─── Records provided

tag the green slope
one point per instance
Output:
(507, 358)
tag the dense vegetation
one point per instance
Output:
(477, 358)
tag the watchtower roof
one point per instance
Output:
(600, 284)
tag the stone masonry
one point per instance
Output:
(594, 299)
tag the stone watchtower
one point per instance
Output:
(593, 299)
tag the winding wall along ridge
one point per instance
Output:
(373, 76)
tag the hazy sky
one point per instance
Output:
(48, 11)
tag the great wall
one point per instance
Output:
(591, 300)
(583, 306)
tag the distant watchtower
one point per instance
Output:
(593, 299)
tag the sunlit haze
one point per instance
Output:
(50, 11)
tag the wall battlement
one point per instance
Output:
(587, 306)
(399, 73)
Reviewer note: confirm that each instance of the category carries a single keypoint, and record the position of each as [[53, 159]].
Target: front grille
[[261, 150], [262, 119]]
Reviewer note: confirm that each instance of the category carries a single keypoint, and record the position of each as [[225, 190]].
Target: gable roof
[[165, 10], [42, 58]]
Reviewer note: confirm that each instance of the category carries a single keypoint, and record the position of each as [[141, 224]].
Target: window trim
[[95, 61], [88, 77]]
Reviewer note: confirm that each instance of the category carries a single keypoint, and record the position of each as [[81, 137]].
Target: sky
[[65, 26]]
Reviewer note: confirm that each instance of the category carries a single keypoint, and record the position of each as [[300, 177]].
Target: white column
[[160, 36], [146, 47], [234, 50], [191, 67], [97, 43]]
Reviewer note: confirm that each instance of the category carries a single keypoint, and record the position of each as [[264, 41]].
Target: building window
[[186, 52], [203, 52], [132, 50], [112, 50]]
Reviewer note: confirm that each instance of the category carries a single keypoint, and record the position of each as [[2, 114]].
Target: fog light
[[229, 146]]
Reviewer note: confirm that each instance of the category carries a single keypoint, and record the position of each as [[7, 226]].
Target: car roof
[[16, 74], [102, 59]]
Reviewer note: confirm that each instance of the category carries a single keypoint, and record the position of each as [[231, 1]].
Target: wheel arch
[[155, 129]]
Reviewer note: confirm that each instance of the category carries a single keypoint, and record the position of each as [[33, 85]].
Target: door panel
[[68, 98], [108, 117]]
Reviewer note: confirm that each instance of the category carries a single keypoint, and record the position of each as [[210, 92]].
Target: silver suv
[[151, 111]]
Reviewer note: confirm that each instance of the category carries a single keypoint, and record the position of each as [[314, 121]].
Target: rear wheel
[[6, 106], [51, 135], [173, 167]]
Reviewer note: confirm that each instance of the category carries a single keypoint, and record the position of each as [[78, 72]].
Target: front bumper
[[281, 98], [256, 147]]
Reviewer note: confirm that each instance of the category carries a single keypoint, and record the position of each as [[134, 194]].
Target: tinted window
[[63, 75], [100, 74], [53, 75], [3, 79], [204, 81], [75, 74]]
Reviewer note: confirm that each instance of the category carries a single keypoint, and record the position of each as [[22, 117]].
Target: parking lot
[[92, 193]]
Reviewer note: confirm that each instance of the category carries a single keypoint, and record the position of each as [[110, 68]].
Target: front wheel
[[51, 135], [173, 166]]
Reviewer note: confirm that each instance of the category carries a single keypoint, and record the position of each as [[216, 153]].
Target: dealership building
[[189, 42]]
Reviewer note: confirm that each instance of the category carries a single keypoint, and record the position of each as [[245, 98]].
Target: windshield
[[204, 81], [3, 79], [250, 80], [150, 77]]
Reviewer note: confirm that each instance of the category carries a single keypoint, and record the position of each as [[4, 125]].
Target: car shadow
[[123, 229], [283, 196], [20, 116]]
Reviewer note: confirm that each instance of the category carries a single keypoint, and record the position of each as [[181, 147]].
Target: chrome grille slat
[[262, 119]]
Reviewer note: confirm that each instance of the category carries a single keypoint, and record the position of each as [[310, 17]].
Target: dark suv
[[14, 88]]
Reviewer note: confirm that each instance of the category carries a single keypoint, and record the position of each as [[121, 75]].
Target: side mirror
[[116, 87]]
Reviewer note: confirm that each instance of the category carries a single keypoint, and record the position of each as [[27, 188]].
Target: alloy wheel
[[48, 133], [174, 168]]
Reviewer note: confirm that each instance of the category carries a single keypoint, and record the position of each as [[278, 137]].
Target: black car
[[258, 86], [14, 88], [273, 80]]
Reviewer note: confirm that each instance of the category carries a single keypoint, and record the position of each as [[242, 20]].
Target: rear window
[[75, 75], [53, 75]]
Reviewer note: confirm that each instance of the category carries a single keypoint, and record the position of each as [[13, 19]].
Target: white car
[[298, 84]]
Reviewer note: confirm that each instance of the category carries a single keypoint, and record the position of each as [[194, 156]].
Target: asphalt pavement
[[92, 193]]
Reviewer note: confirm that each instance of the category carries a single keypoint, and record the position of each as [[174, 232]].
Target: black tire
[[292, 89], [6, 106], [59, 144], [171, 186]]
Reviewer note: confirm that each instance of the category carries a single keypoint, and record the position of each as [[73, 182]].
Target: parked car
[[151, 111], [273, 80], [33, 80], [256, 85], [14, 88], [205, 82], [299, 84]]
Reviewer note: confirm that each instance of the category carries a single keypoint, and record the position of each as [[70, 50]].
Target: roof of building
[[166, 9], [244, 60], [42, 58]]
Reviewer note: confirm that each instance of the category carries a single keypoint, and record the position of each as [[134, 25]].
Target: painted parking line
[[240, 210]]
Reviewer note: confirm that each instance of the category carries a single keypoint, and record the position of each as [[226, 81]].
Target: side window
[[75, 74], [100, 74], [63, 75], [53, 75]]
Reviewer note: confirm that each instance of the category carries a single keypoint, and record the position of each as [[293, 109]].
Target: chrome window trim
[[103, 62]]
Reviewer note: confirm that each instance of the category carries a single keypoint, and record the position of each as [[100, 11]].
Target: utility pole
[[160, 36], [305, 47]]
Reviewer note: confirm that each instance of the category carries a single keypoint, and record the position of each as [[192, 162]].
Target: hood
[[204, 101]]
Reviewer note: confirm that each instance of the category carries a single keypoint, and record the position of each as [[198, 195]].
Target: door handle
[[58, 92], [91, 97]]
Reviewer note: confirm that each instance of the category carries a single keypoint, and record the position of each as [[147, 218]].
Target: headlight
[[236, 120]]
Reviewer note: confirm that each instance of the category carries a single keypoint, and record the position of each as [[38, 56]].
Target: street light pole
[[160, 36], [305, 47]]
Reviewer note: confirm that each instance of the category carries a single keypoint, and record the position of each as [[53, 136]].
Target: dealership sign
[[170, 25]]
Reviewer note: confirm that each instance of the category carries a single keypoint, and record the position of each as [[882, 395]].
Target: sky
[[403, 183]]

──────

In full and unchanged, repeat the data above.

tag the green slope
one point per instance
Output:
(507, 358)
tag the dense vegetation
one point per instance
Output:
(477, 358)
tag the watchtower roof
one point per instance
Output:
(600, 284)
tag the stone masonry
one point per instance
Output:
(594, 299)
tag the stone watchtower
one point per instance
Output:
(593, 299)
tag the winding wall along ridge
one point per instance
Output:
(373, 76)
tag the hazy sky
one point per instance
Output:
(48, 11)
tag the great wall
one point per instance
Output:
(591, 300)
(583, 306)
tag the distant watchtower
one point per instance
Output:
(593, 299)
tag the sunlit haze
one point per instance
Output:
(50, 11)
tag the wall battlement
one point per instance
Output:
(587, 306)
(399, 73)
Reviewer note: confirm that each instance of the category carries a single keypoint, and record the position of each as [[53, 159]].
Target: front grille
[[261, 150], [262, 119]]
Reviewer note: confirm that each instance of the category carries a single keypoint, and record the position of each as [[225, 190]].
Target: gable roof
[[165, 10], [42, 58]]
Reviewer note: confirm that each instance of the category carries a single keypoint, and record the position of each as [[141, 224]].
Target: window trim
[[95, 61], [88, 77]]
Reviewer note: confirm that each instance of the category carries a single keypoint, and record the position of each as [[81, 137]].
Target: sky
[[65, 26]]
Reviewer note: confirm that each instance of the category carries a single keypoint, and record the position of each as [[300, 177]].
Target: white column
[[160, 36], [146, 47], [234, 50], [191, 67], [97, 43]]
Reviewer note: confirm that each instance of the category carries a single keypoint, and record the position of each as [[264, 41]].
Target: building window
[[186, 52], [203, 52], [132, 50], [112, 50]]
Reviewer note: confirm that each instance of the category carries a single keypoint, and record the position of each as [[2, 114]].
Target: fog light
[[229, 146]]
Reviewer note: confirm that each instance of the category carries a single keypoint, and record the position of each as [[7, 226]].
Target: car roof
[[16, 74], [102, 59]]
Reviewer note: confirm that each instance of the category carries a single keypoint, and record the position of each as [[231, 1]].
Target: wheel arch
[[155, 129]]
Reviewer note: confirm that each instance of the category carries a single keypoint, and record the position of each as [[33, 85]].
Target: door panel
[[68, 98], [108, 117]]
Reviewer note: confirm that each instance of the category carries a single keypoint, and record the position of each as [[210, 92]].
Target: silver suv
[[151, 111]]
Reviewer note: confirm that each instance of the category carries a single keypoint, and record the position of each as [[314, 121]].
Target: rear wheel
[[6, 106], [51, 135], [173, 167]]
Reviewer note: confirm that each instance of the category carries a single keypoint, and record the position of each as [[78, 72]].
Target: front bumper
[[281, 98], [256, 147]]
Reviewer note: confirm that each instance of the category carries a single keypoint, and record the position of each as [[134, 194]].
Target: tinted window
[[63, 75], [100, 74], [53, 75], [3, 79], [204, 81], [75, 74]]
Reviewer note: confirm that each instance of the category carries a single keypoint, and record the position of each as [[22, 117]].
Target: parking lot
[[92, 193]]
Reviewer note: confirm that each instance of the category carries a single keypoint, and record the position of each as [[110, 68]].
Target: front wheel
[[51, 135], [173, 166]]
Reviewer note: confirm that each instance of the category carries a single keypoint, and record the position of each as [[216, 153]].
Target: dealership building
[[189, 42]]
Reviewer note: confirm that each instance of the category carries a single keypoint, and record the position of each as [[245, 98]].
Target: windshield
[[204, 81], [3, 79], [250, 80], [150, 77]]
Reviewer note: confirm that each instance of the category carries a single keypoint, and record the position of each as [[4, 125]].
Target: car shadow
[[123, 229], [283, 196], [20, 116]]
Reviewer note: confirm that each instance of the category carries a single keypoint, and record the position of each as [[181, 147]].
Target: chrome grille slat
[[262, 119]]
Reviewer note: confirm that each instance of the category carries a single keypoint, and record the position of each as [[310, 17]].
Target: dark suv
[[14, 88]]
Reviewer note: confirm that each instance of the category carries a single keypoint, and record the position of each as [[121, 75]].
Target: side mirror
[[116, 87]]
Reviewer note: confirm that each instance of the category carries a single keypoint, and record the position of each as [[27, 188]].
Target: alloy wheel
[[48, 133], [174, 168]]
Reviewer note: confirm that each instance of the category carries a single keypoint, and record the position of each as [[278, 137]].
Target: black car
[[258, 86], [14, 88], [273, 80]]
Reviewer note: confirm that each instance of the category carries a single keypoint, and record the position of each as [[242, 20]].
Target: rear window
[[75, 75], [53, 75]]
Reviewer note: confirm that each instance of the category carries a single keypoint, and record the position of each as [[13, 19]].
Target: white car
[[298, 84]]
Reviewer note: confirm that each instance of the category carries a single keypoint, and record the position of each as [[194, 156]].
Target: asphalt pavement
[[92, 193]]
Reviewer note: confirm that each instance of the category carries a single keypoint, and record the position of each as [[174, 232]].
Target: black tire
[[292, 89], [6, 106], [59, 144], [171, 186]]
Reviewer note: confirm that each instance of the category carries a single keypoint, and record the position of each as [[73, 182]].
Target: parked car
[[151, 111], [273, 80], [33, 80], [256, 85], [14, 88], [205, 82], [299, 84]]
Reviewer note: confirm that each instance of the category carries a single keypoint, and record the position of each as [[70, 50]].
Target: roof of building
[[166, 9], [244, 60], [42, 58]]
Reviewer note: confirm that each instance of the category carries a single keypoint, and record the position of each as [[134, 25]].
Target: painted parking line
[[240, 210]]
Reviewer note: confirm that each instance of the category carries a single keypoint, and record the position of each as [[226, 81]].
Target: side window
[[75, 74], [100, 74], [63, 75], [53, 75]]
Reviewer note: confirm that each instance of the category carries a single keypoint, and record the position of each as [[293, 109]].
Target: chrome window trim
[[103, 62]]
Reviewer note: confirm that each instance of the category carries a single keypoint, and record the position of each as [[100, 11]].
Target: utility pole
[[160, 36], [305, 47]]
Reviewer note: confirm that each instance of the category carries a single keypoint, and record the position of each as [[192, 162]].
Target: hood
[[204, 101]]
Reviewer note: confirm that each instance of the category carries a single keypoint, and record the position of each as [[198, 195]].
Target: door handle
[[58, 92], [91, 97]]
Reviewer note: confirm that each instance of the category carries a single keypoint, and record the position of each as [[147, 218]].
Target: headlight
[[236, 120]]
Reviewer note: confirm that each instance of the category carries a single keypoint, and record the position of each as [[38, 56]].
Target: street light pole
[[160, 36], [305, 47]]
Reviewer note: confirm that each instance of the category carries a single keypoint, and record the position of each as [[53, 136]].
Target: dealership sign
[[170, 25]]
Reviewer note: confirm that each instance of the category carries a single keypoint, and record the position of each as [[882, 395]].
Target: sky
[[403, 183]]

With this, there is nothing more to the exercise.